* Start DATA ENTRIES *

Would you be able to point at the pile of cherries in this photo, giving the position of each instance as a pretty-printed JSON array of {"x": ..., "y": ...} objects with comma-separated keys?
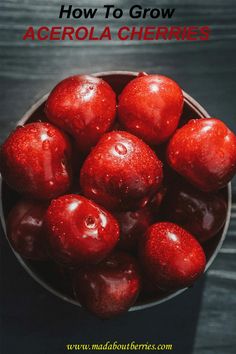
[{"x": 125, "y": 202}]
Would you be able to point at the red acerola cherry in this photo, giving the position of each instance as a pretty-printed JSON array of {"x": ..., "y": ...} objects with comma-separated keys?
[
  {"x": 157, "y": 200},
  {"x": 121, "y": 172},
  {"x": 25, "y": 229},
  {"x": 84, "y": 106},
  {"x": 150, "y": 107},
  {"x": 133, "y": 224},
  {"x": 79, "y": 230},
  {"x": 202, "y": 214},
  {"x": 109, "y": 288},
  {"x": 35, "y": 160},
  {"x": 204, "y": 152},
  {"x": 171, "y": 256}
]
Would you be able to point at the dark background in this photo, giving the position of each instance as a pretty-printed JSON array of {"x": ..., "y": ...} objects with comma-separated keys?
[{"x": 203, "y": 319}]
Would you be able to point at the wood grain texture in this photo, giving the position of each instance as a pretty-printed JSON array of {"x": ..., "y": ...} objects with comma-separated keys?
[{"x": 203, "y": 320}]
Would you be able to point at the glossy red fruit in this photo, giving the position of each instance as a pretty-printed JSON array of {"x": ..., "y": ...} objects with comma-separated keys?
[
  {"x": 133, "y": 225},
  {"x": 121, "y": 172},
  {"x": 150, "y": 107},
  {"x": 109, "y": 288},
  {"x": 204, "y": 152},
  {"x": 35, "y": 160},
  {"x": 202, "y": 214},
  {"x": 79, "y": 230},
  {"x": 25, "y": 229},
  {"x": 171, "y": 256},
  {"x": 84, "y": 106}
]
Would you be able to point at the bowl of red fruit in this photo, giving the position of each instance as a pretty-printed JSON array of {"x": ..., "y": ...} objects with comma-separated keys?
[{"x": 115, "y": 190}]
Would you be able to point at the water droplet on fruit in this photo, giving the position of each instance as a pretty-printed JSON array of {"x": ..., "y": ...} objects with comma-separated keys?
[
  {"x": 46, "y": 145},
  {"x": 120, "y": 149},
  {"x": 90, "y": 222}
]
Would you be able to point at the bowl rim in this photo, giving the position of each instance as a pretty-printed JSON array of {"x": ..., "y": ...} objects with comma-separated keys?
[{"x": 203, "y": 114}]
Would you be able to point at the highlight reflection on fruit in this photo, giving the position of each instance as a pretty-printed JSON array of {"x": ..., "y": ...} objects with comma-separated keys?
[{"x": 78, "y": 208}]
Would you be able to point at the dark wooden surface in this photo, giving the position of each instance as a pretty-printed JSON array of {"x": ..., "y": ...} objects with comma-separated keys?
[{"x": 202, "y": 320}]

* End DATA ENTRIES *

= TASK STATEMENT =
Rewrite only the entries from the line containing "Would you be able to point at the highlight" through the end, changing "dark wooden surface" to "dark wooden table" and keeping everything else the same.

= PROBLEM SOLUTION =
Would you be able to point at the highlight reflection on fruit in this photo, giving the position of each instance as a pretty-printed JSON array of {"x": ..., "y": ...} objects with comma-separated keys?
[{"x": 78, "y": 208}]
Would you be able to point at the dark wooden table in this photo, giving the position of each instance as a pretty-printed JSON array of {"x": ..., "y": ...} objects with comma-separated keys?
[{"x": 202, "y": 320}]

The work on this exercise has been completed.